Requirements:
Give the data below again, word for word.
==========
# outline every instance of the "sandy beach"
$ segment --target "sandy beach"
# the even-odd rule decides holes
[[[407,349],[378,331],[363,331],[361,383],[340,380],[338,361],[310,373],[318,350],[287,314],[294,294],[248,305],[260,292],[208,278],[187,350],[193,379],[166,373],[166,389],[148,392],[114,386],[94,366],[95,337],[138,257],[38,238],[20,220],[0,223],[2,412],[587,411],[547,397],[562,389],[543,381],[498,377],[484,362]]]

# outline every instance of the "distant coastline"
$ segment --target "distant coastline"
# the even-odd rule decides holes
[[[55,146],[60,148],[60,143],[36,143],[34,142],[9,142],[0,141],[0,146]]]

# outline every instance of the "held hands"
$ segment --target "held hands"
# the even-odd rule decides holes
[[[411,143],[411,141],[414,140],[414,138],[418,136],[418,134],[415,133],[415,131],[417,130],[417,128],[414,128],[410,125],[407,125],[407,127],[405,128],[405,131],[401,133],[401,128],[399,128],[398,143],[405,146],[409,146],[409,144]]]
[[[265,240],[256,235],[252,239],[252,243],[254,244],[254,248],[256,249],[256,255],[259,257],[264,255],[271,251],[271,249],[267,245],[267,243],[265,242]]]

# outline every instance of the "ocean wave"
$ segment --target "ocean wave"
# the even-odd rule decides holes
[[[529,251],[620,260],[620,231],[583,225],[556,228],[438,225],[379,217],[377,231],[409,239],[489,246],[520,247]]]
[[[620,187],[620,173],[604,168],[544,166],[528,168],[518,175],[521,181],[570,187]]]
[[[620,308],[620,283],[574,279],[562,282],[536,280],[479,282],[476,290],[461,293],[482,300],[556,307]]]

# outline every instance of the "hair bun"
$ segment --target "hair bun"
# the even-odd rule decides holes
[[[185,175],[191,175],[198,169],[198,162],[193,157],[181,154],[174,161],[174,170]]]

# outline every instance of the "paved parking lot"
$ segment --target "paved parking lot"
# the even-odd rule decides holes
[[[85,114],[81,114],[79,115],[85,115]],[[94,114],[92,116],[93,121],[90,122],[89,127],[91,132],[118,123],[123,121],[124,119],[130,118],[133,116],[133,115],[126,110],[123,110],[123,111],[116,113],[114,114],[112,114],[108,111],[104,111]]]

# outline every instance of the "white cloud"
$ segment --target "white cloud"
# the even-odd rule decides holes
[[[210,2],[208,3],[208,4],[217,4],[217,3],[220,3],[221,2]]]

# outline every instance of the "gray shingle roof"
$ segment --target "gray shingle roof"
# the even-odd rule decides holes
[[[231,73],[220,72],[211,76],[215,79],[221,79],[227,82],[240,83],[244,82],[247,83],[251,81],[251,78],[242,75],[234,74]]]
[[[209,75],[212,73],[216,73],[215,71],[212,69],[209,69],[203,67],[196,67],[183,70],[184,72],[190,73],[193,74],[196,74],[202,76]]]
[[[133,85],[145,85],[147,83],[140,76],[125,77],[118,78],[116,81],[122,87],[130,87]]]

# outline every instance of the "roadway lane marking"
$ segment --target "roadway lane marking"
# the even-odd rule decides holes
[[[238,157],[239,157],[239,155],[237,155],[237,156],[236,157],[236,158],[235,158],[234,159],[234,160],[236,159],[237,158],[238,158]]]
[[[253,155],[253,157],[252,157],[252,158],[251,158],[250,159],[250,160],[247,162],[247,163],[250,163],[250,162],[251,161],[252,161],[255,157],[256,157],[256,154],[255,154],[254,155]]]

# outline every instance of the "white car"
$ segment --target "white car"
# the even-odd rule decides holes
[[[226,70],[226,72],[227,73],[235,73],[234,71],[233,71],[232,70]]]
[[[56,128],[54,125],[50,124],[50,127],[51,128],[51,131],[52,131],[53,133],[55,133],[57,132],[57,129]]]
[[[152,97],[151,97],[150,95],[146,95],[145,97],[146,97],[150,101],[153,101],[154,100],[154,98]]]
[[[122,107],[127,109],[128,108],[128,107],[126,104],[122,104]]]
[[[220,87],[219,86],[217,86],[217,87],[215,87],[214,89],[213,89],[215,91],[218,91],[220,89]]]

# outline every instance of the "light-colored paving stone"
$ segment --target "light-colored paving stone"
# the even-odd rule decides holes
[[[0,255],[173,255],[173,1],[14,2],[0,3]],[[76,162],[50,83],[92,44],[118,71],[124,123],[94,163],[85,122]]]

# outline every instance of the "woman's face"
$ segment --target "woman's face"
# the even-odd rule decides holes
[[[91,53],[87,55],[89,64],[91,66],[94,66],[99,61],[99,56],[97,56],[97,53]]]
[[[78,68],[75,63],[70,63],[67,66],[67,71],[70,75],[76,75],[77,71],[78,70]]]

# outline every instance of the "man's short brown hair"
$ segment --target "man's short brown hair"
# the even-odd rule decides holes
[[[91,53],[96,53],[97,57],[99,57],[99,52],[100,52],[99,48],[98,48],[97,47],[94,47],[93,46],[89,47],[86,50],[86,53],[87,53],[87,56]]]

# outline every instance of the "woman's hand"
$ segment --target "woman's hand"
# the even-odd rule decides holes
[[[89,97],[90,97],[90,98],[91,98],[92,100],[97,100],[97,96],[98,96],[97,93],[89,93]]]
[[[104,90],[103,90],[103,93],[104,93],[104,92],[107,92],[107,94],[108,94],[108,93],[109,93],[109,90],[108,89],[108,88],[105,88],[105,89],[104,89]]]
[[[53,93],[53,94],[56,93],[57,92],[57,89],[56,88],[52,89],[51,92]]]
==========
Expected output:
# outline every instance of the "sandy beach"
$ segment --target "sandy beach"
# the even-odd rule decides holes
[[[407,349],[378,331],[363,331],[361,383],[340,380],[338,361],[310,373],[318,350],[287,314],[294,294],[248,305],[260,292],[208,278],[187,350],[193,379],[166,373],[166,389],[148,392],[114,386],[94,366],[95,337],[138,257],[38,238],[20,220],[0,223],[2,412],[587,411],[547,397],[562,389],[543,381],[498,377],[484,362]]]

# outline every instance of the "distant coastline"
$ segment --target "distant coastline"
# the even-odd rule decides holes
[[[55,146],[60,148],[60,143],[36,143],[34,142],[9,142],[0,141],[0,146]]]

# outline every instance of the "held hands"
$ segment --target "held hands"
# the even-odd rule decides holes
[[[411,143],[411,141],[414,140],[414,138],[418,136],[418,134],[415,133],[415,131],[417,130],[417,128],[414,128],[410,125],[407,125],[407,127],[405,128],[405,131],[401,133],[401,128],[399,128],[398,143],[405,146],[409,146],[409,144]]]
[[[265,240],[256,235],[252,239],[252,243],[254,244],[254,248],[256,249],[256,255],[259,257],[264,255],[271,251],[271,249],[267,245],[267,243],[265,242]]]

# outline every instance of the "ocean wave"
$ segment --target "ocean wave"
# the even-odd rule decides holes
[[[529,251],[620,260],[620,231],[583,225],[556,228],[438,225],[379,217],[377,231],[409,239],[489,246],[520,247]]]
[[[620,187],[620,173],[604,168],[544,166],[528,168],[518,175],[521,181],[570,187]]]
[[[620,308],[620,283],[574,279],[562,282],[536,280],[479,282],[476,290],[461,293],[482,300],[556,307]]]

# outline every instance of the "hair bun"
$ segment --target "hair bun"
# the even-odd rule decides holes
[[[185,175],[191,175],[198,169],[198,162],[193,157],[181,154],[174,161],[174,170]]]

# outline every instance of the "paved parking lot"
$ segment --target "paved parking lot"
# the even-odd rule decides holes
[[[85,114],[81,114],[79,115],[85,115]],[[94,114],[92,116],[93,121],[90,122],[89,127],[91,132],[118,123],[123,121],[124,119],[130,118],[133,116],[133,115],[126,110],[123,110],[123,111],[116,113],[114,114],[112,114],[108,111],[104,111]]]

# outline every instance of the "white cloud"
$ segment --target "white cloud"
# the even-odd rule decides holes
[[[210,2],[208,3],[208,4],[217,4],[217,3],[220,3],[221,2]]]

# outline every instance of the "gray shingle roof"
$ segment --target "gray shingle roof"
# the even-odd rule decides holes
[[[231,73],[220,72],[211,76],[215,79],[221,79],[227,82],[240,83],[244,82],[247,83],[251,81],[251,78],[242,75],[234,74]]]
[[[209,75],[212,73],[216,73],[215,71],[212,69],[209,69],[203,67],[196,67],[183,70],[184,72],[190,73],[193,74],[196,74],[202,76]]]
[[[133,85],[145,85],[147,83],[140,76],[125,77],[118,78],[116,81],[122,87],[130,87]]]

# outline every instance of the "roadway lane marking"
$ segment --target "roadway lane marking"
# the even-odd rule decides holes
[[[238,157],[239,157],[239,155],[237,155],[237,156],[236,157],[236,158],[235,158],[234,159],[234,160],[236,159],[237,158],[238,158]]]
[[[253,155],[253,157],[252,157],[252,158],[251,158],[250,159],[250,160],[247,162],[247,163],[250,163],[250,162],[251,161],[252,161],[255,157],[256,157],[256,154],[255,154],[254,155]]]

# outline every instance of the "white car"
$ segment --target "white car"
# the even-odd rule decides holes
[[[226,70],[226,72],[227,73],[235,73],[234,71],[233,71],[232,70]]]
[[[56,128],[54,125],[50,124],[50,127],[51,128],[51,131],[52,131],[53,133],[55,133],[57,132],[57,129]]]
[[[152,97],[151,97],[150,95],[146,95],[145,97],[146,97],[150,101],[153,101],[154,100],[154,98]]]
[[[122,107],[127,109],[128,108],[128,107],[126,104],[122,104]]]
[[[220,87],[219,86],[217,86],[217,87],[215,87],[214,89],[213,89],[215,91],[218,91],[220,89]]]

# outline every instance of the "light-colored paving stone"
$ segment --target "light-colored paving stone"
# the even-odd rule decides holes
[[[0,255],[173,255],[173,1],[14,2],[0,3]],[[76,162],[50,83],[92,44],[118,71],[124,123],[94,163],[85,122]]]

# outline every instance of the "woman's face"
$ segment --target "woman's face"
# the even-odd rule decides holes
[[[91,53],[87,55],[89,64],[91,66],[94,66],[99,61],[99,56],[97,56],[97,53]]]
[[[78,68],[75,63],[70,63],[67,66],[67,71],[70,75],[76,75],[77,71],[78,70]]]

# outline every instance of the "man's short brown hair"
$ segment --target "man's short brown hair"
# the even-odd rule decides holes
[[[91,53],[96,53],[97,57],[99,57],[99,52],[100,52],[99,48],[98,48],[97,47],[94,47],[93,46],[89,47],[86,50],[86,53],[87,53],[87,56]]]

# outline every instance of the "woman's hand"
$ segment --target "woman's hand"
# the even-odd rule decides holes
[[[89,97],[90,97],[90,98],[91,98],[92,100],[97,100],[97,96],[98,96],[97,93],[89,93]]]
[[[104,90],[103,90],[103,93],[104,93],[104,92],[107,92],[107,94],[108,94],[108,93],[109,93],[109,90],[108,89],[108,88],[105,88],[105,89],[104,89]]]
[[[53,93],[53,94],[56,93],[57,92],[57,89],[56,88],[52,89],[51,92]]]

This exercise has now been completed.